_Exercise 1_. According to the ferry article, how much did the group pay for the retired John F. Kennedy ferry?
_Exercise 2_. Quote the ferry article word for word, starting at "After posing for" and continuing up to and including "George Ferry Terminal.".

_Quoted passage_.

It sounds like the setup to a joke or a late-night skit — two comedians from NBC’s Saturday Night Live, Pete Davidson and Colin Jost, along with comedy club owner Paul Italia, just bought a decommissioned Staten Island Ferry boat. The group purchased the retired John F. Kennedy ferry for $280,100 through an online public auction. They plan on converting the 57-year-old, 277′ long iconic orange ferry into a live entertainment venue. Davidson and Jost are both Staten Island natives.
“The idea is to turn the space into a live entertainment event space, with comedy, music, art, et cetera,” Italia told the New York Post. “We’re in the early stages, but everybody involved had the same ambition — not to see this thing go to the scrapyard.”
Pete Davidson was seen at the St. George Ferry Terminal on Friday, admiring the decommissioned Staten Island Ferry he and “SNL” co-star Colin Jost bought this week at auction.
“It’s crazy,” Davidson said. “We used to take that ferry to do stand-up, all the time.”
“It’s sick,” he added approvingly. “In a year, it’ll be a comedy club restaurant.”
After posing for a photo with his new toy, a passerby asked Davidson, “Where are you going to put it?”
“Right now, we’re going to dock it in, I think, Gowanus, and do a bunch of work on it,” Davidson answered.
According to the Department of Transportation, the ship was taken out of service last August after two of its engines failed. The ship can’t travel under its own power.
Under the terms of the public auction, the group now has 10 days to retrieve the vessel from the St. George Ferry Terminal.
The trio is not the first to purchase a decommissioned Staten Island Ferry with plans for conversion. The transactions have generally not worked out well. James D. Walsh, writing in New York magazine sums it up in an article titled, Buying an Old Staten Island Ferry Is a Terrible Idea.
Walsh notes that in 1976, George Searle, a retired merchant mariner, bought the Mary Murray, a New Deal–funded Staten Island Ferry, at auction. Searle towed the boat up the Raritan River with the hopes of converting it into a restaurant. Instead, it sat beached and rusting on a riverbank for 34 years. The ferry was finally scrapped in 2008.
The Mary Murray’s fate didn’t deter Jacques Guillet of White Plains from purchasing the Herbert H. Lehman, a Kennedy-class ferry quite similar to the one the SNL guys just bought, for about $150,000 in 2008. Guillet planned to convert the ship into a floating dormitory for college students, but finding a place to berth the warehouse-size vessel proved too expensive. The ferry was scrapped in 2012.

_Listed records_.

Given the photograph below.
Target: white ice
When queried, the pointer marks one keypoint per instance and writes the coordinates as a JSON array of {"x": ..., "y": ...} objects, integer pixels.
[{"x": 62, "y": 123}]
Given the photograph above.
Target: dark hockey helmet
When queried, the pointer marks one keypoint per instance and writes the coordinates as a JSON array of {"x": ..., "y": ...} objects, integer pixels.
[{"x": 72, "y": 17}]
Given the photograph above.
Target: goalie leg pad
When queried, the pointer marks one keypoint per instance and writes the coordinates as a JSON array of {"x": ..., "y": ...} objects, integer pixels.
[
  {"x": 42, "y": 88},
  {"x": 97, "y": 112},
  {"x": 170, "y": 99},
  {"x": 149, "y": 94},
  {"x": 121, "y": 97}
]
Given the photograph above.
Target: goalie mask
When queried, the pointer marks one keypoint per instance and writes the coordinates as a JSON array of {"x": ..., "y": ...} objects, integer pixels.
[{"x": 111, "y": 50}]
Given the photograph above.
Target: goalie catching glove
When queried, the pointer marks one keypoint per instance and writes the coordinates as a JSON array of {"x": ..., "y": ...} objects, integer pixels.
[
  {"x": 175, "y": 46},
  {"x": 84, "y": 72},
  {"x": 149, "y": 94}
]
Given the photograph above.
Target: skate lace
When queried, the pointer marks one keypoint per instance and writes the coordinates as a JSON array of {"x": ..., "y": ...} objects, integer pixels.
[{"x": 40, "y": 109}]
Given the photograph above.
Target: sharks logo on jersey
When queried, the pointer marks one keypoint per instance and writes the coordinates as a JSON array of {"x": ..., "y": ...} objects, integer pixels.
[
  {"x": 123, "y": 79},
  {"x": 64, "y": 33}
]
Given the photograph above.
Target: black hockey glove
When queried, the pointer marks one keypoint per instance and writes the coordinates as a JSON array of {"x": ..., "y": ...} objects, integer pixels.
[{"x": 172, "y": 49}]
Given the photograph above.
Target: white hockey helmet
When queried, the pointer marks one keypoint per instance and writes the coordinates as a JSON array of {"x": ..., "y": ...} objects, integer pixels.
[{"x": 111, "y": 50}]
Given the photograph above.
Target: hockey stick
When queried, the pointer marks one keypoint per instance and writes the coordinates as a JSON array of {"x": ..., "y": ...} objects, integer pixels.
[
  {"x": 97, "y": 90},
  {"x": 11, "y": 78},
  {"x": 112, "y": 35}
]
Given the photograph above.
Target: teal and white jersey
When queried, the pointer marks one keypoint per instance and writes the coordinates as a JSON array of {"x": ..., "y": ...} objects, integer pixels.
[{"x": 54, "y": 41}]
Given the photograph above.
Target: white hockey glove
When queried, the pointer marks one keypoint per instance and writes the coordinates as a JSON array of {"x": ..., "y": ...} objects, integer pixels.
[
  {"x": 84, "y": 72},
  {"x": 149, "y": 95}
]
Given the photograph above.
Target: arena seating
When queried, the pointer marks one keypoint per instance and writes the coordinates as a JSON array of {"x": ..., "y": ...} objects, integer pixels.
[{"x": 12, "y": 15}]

_Written answer 1_. $280,100

_Written answer 2_.
After posing for a photo with his new toy, a passerby asked Davidson, “Where are you going to put it?”
“Right now, we’re going to dock it in, I think, Gowanus, and do a bunch of work on it,” Davidson answered.
According to the Department of Transportation, the ship was taken out of service last August after two of its engines failed. The ship can’t travel under its own power.
Under the terms of the public auction, the group now has 10 days to retrieve the vessel from the St. George Ferry Terminal.